## WHAT IS BEING ASKED
Can you render the stretch of data from the line containing "subject: cloud" through the end of the data as a JSON list of strings, one per line, with both ends included and blank lines omitted?
┌─ RECORDED INFORMATION
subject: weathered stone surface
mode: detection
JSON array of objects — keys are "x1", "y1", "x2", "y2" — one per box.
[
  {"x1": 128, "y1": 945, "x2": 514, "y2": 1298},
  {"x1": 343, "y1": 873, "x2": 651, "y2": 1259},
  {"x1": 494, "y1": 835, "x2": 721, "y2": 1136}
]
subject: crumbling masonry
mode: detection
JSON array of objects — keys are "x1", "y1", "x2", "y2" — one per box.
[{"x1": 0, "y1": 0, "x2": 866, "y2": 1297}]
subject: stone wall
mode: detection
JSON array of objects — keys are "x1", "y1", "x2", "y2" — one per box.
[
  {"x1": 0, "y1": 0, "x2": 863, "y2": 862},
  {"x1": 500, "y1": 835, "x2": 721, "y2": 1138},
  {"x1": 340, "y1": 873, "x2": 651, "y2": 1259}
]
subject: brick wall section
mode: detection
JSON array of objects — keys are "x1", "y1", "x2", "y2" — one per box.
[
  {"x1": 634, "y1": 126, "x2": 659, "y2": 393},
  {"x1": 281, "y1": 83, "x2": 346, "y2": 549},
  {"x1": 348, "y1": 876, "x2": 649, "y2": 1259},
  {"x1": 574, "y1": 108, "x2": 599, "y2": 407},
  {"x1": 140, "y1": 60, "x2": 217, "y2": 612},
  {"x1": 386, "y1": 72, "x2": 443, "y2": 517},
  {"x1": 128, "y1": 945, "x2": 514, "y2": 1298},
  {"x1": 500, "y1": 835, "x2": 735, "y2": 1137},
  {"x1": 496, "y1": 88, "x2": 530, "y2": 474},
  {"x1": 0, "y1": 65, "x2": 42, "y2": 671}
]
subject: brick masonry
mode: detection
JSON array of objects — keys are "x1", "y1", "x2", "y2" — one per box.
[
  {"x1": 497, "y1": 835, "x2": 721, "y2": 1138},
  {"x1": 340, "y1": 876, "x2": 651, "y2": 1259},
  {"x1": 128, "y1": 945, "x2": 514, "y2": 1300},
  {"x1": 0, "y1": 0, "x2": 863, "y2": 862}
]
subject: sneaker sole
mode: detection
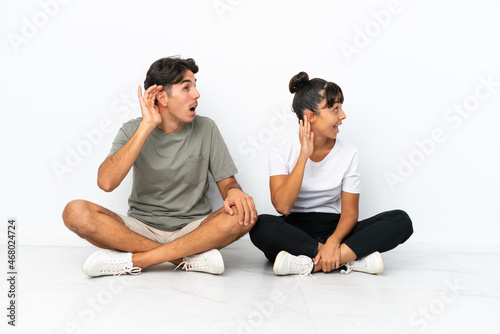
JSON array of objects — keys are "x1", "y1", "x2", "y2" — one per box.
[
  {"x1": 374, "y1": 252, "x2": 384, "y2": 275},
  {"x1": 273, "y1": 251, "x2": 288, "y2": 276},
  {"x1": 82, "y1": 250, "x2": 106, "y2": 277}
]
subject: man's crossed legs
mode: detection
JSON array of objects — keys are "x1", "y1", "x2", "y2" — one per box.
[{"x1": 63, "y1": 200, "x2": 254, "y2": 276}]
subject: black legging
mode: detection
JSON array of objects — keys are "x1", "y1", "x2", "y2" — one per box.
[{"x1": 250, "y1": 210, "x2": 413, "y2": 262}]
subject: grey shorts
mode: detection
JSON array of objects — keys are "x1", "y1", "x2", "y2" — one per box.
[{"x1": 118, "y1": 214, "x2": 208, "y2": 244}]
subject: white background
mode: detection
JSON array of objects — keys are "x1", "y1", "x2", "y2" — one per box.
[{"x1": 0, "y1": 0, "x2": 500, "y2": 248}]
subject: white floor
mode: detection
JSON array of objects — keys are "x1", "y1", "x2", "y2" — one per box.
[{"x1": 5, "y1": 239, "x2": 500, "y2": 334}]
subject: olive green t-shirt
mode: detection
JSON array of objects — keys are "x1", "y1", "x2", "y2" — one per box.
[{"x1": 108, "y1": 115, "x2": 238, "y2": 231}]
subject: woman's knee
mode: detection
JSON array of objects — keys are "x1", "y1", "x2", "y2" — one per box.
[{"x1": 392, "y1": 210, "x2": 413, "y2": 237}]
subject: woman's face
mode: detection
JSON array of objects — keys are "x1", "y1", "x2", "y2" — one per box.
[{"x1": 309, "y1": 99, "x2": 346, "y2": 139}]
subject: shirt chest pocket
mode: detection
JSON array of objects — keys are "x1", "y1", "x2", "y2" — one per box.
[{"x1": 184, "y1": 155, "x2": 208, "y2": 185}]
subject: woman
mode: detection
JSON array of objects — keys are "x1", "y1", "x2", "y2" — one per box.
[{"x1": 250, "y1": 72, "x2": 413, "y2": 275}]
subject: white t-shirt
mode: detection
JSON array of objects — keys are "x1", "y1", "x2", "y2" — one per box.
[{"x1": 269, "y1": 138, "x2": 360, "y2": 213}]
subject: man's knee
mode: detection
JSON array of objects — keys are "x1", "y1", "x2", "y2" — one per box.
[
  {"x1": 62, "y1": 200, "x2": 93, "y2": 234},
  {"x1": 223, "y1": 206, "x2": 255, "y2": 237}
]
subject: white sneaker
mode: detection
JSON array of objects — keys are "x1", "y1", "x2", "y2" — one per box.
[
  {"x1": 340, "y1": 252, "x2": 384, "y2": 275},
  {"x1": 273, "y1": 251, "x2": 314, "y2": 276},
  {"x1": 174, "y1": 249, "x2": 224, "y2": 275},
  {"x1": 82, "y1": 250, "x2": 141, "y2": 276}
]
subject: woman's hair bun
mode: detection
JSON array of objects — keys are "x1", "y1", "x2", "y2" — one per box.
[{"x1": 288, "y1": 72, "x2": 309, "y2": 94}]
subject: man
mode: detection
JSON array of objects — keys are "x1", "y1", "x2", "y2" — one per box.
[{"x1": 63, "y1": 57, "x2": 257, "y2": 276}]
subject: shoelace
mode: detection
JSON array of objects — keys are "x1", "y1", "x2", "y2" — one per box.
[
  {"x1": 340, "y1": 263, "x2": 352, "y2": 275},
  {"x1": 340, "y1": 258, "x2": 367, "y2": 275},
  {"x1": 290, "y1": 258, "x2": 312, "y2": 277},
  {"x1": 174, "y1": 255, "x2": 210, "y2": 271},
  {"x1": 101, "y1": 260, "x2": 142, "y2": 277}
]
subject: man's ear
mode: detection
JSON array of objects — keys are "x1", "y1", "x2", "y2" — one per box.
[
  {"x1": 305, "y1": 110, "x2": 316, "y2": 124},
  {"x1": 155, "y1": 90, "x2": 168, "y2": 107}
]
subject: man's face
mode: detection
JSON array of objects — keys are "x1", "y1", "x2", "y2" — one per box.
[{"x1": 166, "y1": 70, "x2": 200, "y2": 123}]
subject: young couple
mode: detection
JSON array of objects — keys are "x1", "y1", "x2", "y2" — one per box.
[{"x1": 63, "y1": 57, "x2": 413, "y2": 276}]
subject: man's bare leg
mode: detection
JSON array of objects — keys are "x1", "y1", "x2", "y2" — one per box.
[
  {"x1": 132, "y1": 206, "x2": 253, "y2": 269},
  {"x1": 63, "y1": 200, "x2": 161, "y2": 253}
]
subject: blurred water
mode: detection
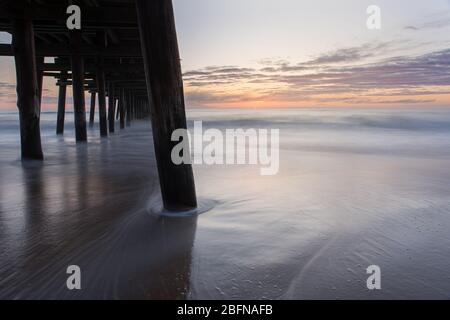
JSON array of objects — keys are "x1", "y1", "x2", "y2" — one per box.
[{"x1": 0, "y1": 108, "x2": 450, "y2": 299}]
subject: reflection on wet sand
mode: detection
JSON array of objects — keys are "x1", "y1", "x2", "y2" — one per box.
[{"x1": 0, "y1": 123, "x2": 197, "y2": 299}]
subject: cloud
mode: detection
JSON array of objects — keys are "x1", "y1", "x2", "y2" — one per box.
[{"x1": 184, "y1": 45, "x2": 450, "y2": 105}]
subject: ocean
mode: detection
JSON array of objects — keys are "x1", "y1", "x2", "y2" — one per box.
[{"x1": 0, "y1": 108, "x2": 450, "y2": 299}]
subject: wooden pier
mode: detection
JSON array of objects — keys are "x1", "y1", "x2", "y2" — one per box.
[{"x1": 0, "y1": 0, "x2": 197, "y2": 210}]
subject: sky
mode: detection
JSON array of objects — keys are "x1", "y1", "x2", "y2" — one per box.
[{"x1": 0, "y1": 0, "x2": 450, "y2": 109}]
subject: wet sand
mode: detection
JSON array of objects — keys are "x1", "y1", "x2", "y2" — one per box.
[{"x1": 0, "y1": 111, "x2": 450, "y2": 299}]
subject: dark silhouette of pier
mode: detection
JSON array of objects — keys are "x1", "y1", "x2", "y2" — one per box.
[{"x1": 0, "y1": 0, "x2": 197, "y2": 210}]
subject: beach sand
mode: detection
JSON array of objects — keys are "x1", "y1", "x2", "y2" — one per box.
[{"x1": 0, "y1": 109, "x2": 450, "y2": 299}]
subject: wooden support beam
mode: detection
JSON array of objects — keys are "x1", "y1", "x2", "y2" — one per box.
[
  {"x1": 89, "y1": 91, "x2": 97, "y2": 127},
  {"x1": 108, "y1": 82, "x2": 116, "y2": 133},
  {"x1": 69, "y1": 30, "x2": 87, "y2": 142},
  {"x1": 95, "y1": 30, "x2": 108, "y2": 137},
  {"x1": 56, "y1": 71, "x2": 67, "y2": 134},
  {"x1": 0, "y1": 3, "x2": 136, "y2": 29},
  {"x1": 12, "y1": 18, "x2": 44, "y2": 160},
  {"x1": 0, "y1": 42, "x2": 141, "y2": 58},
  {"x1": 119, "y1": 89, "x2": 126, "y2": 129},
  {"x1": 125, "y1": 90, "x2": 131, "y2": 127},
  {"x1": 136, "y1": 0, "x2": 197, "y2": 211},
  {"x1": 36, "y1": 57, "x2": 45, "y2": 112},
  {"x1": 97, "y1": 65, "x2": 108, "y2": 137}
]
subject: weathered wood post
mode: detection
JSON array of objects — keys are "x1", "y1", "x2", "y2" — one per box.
└─
## WRITTEN RESPONSE
[
  "subject: cloud",
  "mode: detection",
  "JSON array of objects — keys are \"x1\", \"y1\", \"x2\", \"y2\" — one per box.",
  "[{\"x1\": 184, \"y1\": 45, \"x2\": 450, \"y2\": 105}]",
  "subject: ocean",
  "mode: detection",
  "JSON array of objects — keys are \"x1\", \"y1\", \"x2\", \"y2\" — one per box.",
  "[{\"x1\": 0, \"y1\": 108, \"x2\": 450, \"y2\": 299}]",
  "subject: wooden pier",
  "mode: detection",
  "JSON array of objects — keys are \"x1\", \"y1\", \"x2\", \"y2\" — one per box.",
  "[{\"x1\": 0, \"y1\": 0, \"x2\": 197, \"y2\": 210}]",
  "subject: sky",
  "mode: detection",
  "JSON array of objects — keys are \"x1\", \"y1\", \"x2\", \"y2\" — one per box.",
  "[{\"x1\": 0, \"y1\": 0, \"x2\": 450, \"y2\": 109}]",
  "subject: wet sand",
  "mode: detection",
  "JSON array of objects — keys are \"x1\", \"y1\", \"x2\", \"y2\" — one per box.",
  "[{\"x1\": 0, \"y1\": 111, \"x2\": 450, \"y2\": 299}]",
  "subject: dark silhouette of pier",
  "mode: detection",
  "JSON array of objects — keys are \"x1\", \"y1\", \"x2\", \"y2\" — one per box.",
  "[{\"x1\": 0, \"y1\": 0, \"x2\": 197, \"y2\": 210}]",
  "subject: beach sand",
  "mode: detection",
  "JSON array of objects — keys are \"x1\", \"y1\", \"x2\", \"y2\" — one per box.",
  "[{\"x1\": 0, \"y1\": 109, \"x2\": 450, \"y2\": 299}]",
  "subject: wooden support beam",
  "mode: detection",
  "JSON array of objects — keys are \"x1\", \"y1\", \"x2\", \"y2\" — one per box.",
  "[",
  "  {\"x1\": 89, \"y1\": 91, \"x2\": 97, \"y2\": 127},",
  "  {\"x1\": 108, \"y1\": 82, \"x2\": 116, \"y2\": 133},",
  "  {\"x1\": 69, \"y1\": 30, \"x2\": 87, \"y2\": 142},",
  "  {\"x1\": 95, \"y1\": 30, \"x2\": 108, \"y2\": 137},",
  "  {\"x1\": 56, \"y1\": 71, \"x2\": 67, \"y2\": 134},",
  "  {\"x1\": 0, \"y1\": 3, \"x2\": 136, \"y2\": 29},",
  "  {\"x1\": 12, \"y1\": 18, \"x2\": 44, \"y2\": 160},",
  "  {\"x1\": 0, \"y1\": 42, \"x2\": 141, \"y2\": 58},",
  "  {\"x1\": 119, \"y1\": 89, \"x2\": 126, \"y2\": 129},",
  "  {\"x1\": 125, \"y1\": 90, \"x2\": 131, \"y2\": 127},",
  "  {\"x1\": 136, \"y1\": 0, \"x2\": 197, \"y2\": 211},",
  "  {\"x1\": 36, \"y1\": 57, \"x2\": 45, \"y2\": 112},",
  "  {\"x1\": 97, \"y1\": 65, \"x2\": 108, \"y2\": 137}",
  "]",
  "subject: weathered wood post",
  "mode: detection",
  "JSON array of objects — keys are \"x1\", \"y1\", \"x2\", \"y2\" — one per box."
]